*Exercise requirements*
- a) Render into French the following sentence from the passage on machine learning-based intrusion detection for smart cars: "The study conducted experiments using DoS, impersonation and fuzzy attacks."
- b) Write one further paragraph that carries on the passage on machine learning-based intrusion detection for smart cars, beginning after its final sentence.

*Page*
=======

Machine learning (ML) presents promising solutions for intrusion and anomaly detection in cyber-physical systems [10,11,12,13]. ML techniques primarily learn from data and make predictions based on the data pattern and training. Numerous ML-based studies have been conducted to design an intrusion detection system (IDS) and analyze the behavior of a smart car under different cyber attacks [14,15,16,17,18,19,20,21].

Utilizing SVM-, kNN-, and DT-based ML approaches and real-time data from Chevrolet Spark and Kia Soul, Bari et al. [14] investigated the performance of an ML-based IDS for smart cars. The study conducted experiments using DoS, impersonation and fuzzy attacks. Results showed a remarkable high accuracy of 99.9% with a 1.0 F1-score; however, the computational time including model training and testing time for all the attack types and classifiers is significantly high for all the cases. While evaluating the performance of a machine learning-based IDS proposed by researchers in [15] utilizing RF, DT, MLP, and SVM classifiers, the authors successfully identified and detected the DoS, fuzzy, and impersonation attacks injected on the real-time data from the CAN-bus of KIA Soul. Though the study achieved the accuracy of 98.5269%, the model is very heavyweight with training and testing time of 460.719 s and 14.935 s, respectively, bringing into question its suitability for events requiring instant fast decision. In a related study [16], a generative adversarial network-based anomaly detection scheme is proposed for smart cars. The study presented fairly good results based on different parameters of confusion matrix as hit rate, miss rate, false alarm, and correct rejection rates. Giving no information about anomaly detection time and limited to single attack type, the study fails to provide its effectiveness for multiple attack designs and the smart car used for the data collection is undefined.

Realizing the consequeses of cyber attacks and leveraging the ML techniques, Shahriar et al. [17] proposed a single level deep learning-based anomaly detection system, CANShield for the SCs. The CANShield model comprises the data preprocessing, data analyzer, and ensemble method-based AD modules. The preprocessing module processes and manages the complex data, the analyzer module investigates the time-series data, whereas the detection module offers the final outcome. Despite the comprehendible performance results, the study fails to provide the details about the car type used for data collection, the accuracy measure, and the computational time to make the classification decision. Featured with an LSTM-based ML technique, an IDS for the intrusion detection for a CAN-bus network in smart cars is proposed in [18]. The study investigated the effect of DoS, fuzzy, and spoofing attacks on CAN messages transmitted by different ECUs for normal SCs functionality. The simulation results presented considerably good sensitivity and specificity scores; however, the study lacks details of model accuracy and computational time, which are crucial parameters of an IDS designed for SCs.

=======

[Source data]
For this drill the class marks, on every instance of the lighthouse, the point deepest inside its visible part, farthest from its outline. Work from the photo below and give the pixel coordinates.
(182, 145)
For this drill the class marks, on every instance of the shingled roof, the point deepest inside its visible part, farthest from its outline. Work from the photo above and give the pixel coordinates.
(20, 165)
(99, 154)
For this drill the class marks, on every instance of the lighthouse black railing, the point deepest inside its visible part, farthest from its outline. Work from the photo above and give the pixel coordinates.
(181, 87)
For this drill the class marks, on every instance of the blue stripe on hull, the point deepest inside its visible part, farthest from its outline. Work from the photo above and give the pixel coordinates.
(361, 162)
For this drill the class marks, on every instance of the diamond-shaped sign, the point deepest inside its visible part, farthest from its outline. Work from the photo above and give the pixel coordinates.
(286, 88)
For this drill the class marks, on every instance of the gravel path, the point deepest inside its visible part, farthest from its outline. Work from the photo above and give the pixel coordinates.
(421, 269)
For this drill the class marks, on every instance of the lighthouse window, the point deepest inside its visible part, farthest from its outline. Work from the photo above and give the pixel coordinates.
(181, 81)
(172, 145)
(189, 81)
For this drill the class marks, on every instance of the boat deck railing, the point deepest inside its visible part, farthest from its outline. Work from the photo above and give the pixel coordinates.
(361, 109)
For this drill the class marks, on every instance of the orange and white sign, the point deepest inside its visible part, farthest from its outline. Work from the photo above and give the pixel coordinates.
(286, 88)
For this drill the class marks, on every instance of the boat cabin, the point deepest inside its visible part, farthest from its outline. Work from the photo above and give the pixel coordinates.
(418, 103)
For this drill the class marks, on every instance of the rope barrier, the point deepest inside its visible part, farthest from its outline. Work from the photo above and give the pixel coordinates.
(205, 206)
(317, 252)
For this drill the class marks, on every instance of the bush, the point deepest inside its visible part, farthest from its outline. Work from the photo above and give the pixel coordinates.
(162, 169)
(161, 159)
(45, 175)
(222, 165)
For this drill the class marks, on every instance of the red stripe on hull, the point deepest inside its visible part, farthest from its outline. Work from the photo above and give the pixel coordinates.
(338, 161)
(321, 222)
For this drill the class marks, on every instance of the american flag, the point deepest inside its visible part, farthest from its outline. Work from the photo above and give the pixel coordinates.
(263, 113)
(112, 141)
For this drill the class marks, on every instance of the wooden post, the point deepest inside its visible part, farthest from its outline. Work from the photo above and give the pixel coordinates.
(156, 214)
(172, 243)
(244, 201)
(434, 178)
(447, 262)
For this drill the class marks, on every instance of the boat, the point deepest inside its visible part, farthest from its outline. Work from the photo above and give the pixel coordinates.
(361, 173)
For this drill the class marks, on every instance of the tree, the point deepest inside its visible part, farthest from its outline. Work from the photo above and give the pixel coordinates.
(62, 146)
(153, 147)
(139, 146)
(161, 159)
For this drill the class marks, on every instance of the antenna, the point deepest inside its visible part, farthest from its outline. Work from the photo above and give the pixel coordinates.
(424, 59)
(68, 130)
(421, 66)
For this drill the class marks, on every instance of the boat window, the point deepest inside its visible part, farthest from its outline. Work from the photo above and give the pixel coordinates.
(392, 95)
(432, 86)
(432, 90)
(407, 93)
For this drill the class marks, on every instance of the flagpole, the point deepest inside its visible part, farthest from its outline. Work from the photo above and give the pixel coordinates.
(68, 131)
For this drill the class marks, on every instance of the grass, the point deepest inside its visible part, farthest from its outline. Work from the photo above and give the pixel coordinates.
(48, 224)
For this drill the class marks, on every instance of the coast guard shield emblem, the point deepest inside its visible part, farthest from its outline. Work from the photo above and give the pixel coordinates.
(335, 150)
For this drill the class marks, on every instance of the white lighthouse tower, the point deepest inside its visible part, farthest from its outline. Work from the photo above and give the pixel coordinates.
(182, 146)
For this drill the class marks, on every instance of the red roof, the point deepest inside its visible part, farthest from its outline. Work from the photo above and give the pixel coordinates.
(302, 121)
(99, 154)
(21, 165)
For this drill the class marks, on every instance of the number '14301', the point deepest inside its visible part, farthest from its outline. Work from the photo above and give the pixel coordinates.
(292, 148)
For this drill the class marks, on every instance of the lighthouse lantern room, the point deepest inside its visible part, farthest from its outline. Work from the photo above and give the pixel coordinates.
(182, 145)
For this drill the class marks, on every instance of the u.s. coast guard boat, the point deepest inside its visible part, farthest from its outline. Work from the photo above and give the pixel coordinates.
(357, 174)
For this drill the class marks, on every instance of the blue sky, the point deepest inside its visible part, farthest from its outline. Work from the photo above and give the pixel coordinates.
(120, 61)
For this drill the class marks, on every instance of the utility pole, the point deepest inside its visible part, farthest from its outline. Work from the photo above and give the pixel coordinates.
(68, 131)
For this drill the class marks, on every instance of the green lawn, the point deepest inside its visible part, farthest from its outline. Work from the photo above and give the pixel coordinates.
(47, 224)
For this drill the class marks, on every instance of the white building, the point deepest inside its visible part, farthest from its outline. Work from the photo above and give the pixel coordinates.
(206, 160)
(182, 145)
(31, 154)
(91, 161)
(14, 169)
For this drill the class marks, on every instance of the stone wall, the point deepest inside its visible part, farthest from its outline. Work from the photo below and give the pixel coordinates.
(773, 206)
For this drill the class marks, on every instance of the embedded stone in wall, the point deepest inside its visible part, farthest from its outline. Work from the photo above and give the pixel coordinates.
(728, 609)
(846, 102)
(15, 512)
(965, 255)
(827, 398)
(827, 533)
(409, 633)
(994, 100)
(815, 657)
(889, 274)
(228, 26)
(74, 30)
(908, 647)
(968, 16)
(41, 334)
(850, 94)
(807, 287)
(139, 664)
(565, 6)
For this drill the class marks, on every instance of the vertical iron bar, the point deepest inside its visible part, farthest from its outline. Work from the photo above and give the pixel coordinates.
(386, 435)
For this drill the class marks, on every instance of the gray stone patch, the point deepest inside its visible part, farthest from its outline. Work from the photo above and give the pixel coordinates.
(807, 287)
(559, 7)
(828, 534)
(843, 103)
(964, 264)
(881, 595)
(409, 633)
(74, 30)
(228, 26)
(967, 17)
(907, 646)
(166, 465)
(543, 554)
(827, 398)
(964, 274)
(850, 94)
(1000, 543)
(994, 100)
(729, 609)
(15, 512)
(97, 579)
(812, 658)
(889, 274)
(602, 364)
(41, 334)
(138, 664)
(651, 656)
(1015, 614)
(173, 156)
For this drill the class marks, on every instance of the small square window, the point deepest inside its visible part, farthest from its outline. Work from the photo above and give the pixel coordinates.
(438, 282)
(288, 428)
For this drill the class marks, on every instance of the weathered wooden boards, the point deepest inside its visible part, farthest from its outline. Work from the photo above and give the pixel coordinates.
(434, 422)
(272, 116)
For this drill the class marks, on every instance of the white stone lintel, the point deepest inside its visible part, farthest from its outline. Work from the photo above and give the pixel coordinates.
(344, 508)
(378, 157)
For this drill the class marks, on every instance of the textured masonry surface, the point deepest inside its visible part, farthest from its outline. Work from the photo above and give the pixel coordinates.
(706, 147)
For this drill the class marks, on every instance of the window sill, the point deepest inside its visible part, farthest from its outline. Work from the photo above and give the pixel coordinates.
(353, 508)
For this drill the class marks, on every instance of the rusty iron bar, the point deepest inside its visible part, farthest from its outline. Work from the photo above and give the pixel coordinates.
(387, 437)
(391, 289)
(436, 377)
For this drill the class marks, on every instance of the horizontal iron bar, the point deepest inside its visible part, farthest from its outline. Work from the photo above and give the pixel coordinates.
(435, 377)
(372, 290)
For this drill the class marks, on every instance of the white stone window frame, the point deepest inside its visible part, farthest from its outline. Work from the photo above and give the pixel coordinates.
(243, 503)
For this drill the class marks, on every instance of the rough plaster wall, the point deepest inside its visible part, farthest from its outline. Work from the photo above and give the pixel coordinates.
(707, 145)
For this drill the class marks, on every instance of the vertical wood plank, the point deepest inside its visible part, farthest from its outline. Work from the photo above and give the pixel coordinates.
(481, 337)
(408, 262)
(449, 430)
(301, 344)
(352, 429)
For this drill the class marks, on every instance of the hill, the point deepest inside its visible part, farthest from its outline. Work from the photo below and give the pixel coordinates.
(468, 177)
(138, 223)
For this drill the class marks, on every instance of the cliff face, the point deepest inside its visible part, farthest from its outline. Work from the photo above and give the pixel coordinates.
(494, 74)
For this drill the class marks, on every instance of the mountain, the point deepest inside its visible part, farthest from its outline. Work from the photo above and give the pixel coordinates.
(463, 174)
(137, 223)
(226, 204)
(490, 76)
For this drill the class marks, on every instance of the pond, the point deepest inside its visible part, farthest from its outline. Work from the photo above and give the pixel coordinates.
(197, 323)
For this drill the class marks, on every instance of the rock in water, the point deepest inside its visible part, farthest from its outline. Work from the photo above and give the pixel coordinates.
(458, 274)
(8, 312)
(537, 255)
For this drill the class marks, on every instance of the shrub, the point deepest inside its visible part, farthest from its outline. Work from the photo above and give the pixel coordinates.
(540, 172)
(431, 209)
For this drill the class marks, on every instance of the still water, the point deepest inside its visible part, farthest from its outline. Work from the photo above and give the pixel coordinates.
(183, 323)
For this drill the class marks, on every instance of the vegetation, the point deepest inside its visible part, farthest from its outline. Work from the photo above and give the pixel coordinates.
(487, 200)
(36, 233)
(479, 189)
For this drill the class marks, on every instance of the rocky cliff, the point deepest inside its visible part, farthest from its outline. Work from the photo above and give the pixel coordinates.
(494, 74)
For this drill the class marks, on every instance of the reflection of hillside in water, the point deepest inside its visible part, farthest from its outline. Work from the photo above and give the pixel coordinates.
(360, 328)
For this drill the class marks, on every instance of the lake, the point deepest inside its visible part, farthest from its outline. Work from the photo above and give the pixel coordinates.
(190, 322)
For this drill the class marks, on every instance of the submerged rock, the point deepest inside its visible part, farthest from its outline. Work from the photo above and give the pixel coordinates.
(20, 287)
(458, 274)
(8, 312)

=======

*Expected outputs*
- a) L'étude a réalisé des expériences à l'aide d'attaques par déni de service (DoS), d'usurpation d'identité et de fuzzing.

- b)
Employing feature engineering for the selection of highly significant variables to train a model, the researchers devised a deep learning-based solution for the detection of flaws and anomalies in SCs. They utilized an IVS-Hackathon dataset, which included four different types of cyber attacks. Achieving 95% accuracy, the study provided good comparison with baseline methods and recent studies; however, it neither considered the computational complexity nor the model verified for different datasets. Further, the accuracy value could be increased [19]. Kim et al. [20] determined the performance of an anomaly detection model developed utilizing an LSTM-based autoencoder approach. While presenting the comprehensive simulation results, the study is limited to a single attack type, i.e., a fuzzy attack considering only one dataset. In another similar study, Wang et al. [21] proposed a GAN-based IDS for anomaly identification in a CAN-FD-bus in SCs. The model employed DoS, fuzzy, PRM/Gear Spoofing attack, and normal data for model training. The results showed an outstanding detection rate of 99.93%; however, the study skipped the other performance evaluation metrics (F1-score, precision, recall, ROC) and also the computational time.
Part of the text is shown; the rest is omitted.